_Problem to solve_: Could you reproduce, word for word, everything below from the line containing "Query: hiking sailor's legs" down to the line containing "Query: black glove", with both of those lines included and no others?

_Recorded data_:
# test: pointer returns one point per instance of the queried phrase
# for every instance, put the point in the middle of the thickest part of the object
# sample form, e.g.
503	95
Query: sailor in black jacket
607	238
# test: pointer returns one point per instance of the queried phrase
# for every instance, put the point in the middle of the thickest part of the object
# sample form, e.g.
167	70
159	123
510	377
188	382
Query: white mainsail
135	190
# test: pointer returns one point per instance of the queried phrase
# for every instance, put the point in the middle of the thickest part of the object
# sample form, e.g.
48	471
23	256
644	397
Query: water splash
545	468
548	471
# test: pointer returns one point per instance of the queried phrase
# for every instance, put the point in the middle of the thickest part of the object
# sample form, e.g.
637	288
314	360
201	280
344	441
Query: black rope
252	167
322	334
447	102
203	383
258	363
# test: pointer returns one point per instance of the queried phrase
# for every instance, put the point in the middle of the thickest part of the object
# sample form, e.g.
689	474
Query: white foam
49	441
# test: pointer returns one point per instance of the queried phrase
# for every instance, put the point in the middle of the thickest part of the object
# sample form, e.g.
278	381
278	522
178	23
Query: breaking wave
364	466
--
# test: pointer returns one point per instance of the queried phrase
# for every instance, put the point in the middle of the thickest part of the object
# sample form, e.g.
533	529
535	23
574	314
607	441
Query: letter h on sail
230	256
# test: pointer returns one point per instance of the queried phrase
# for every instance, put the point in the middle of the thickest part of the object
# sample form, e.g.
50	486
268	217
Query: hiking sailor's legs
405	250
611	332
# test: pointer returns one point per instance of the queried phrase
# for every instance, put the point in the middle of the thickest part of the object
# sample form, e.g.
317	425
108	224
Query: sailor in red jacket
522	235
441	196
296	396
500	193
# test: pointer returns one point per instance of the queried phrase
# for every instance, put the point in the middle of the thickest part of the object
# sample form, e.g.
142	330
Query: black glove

_Answer to this task_:
Query: hiking sailor's legs
405	250
611	332
# test: pointer returns one point per instance of the queried phrase
# for every instance, put the point in the middle of the thickest part of the object
# sample form, e.g.
317	425
108	224
Query: sailor in red jacket
522	235
441	196
296	396
500	193
# test: pointer returns one point per instance of the queried phrase
# for every instance, put the point in the middle of the thickest part of the object
# sample form, e.g.
142	330
Query: black glove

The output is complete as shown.